Swap "orange" for "red" everywhere in the material below, and write the lines out again with nothing else changed.

Available data
--------------------------------------------------

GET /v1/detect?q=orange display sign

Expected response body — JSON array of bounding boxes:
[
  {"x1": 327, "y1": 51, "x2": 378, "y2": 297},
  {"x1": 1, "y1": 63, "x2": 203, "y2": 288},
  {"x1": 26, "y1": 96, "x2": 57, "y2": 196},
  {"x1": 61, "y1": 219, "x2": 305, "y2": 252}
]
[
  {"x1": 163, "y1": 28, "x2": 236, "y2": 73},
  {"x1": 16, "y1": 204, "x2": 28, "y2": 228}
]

--------------------------------------------------

Answer to this problem
GET /v1/detect?q=red display sign

Expected response body — JSON array of bounding boxes:
[
  {"x1": 327, "y1": 51, "x2": 378, "y2": 297},
  {"x1": 1, "y1": 63, "x2": 203, "y2": 288},
  {"x1": 26, "y1": 96, "x2": 57, "y2": 196},
  {"x1": 61, "y1": 219, "x2": 305, "y2": 252}
]
[
  {"x1": 163, "y1": 28, "x2": 236, "y2": 73},
  {"x1": 16, "y1": 204, "x2": 28, "y2": 228}
]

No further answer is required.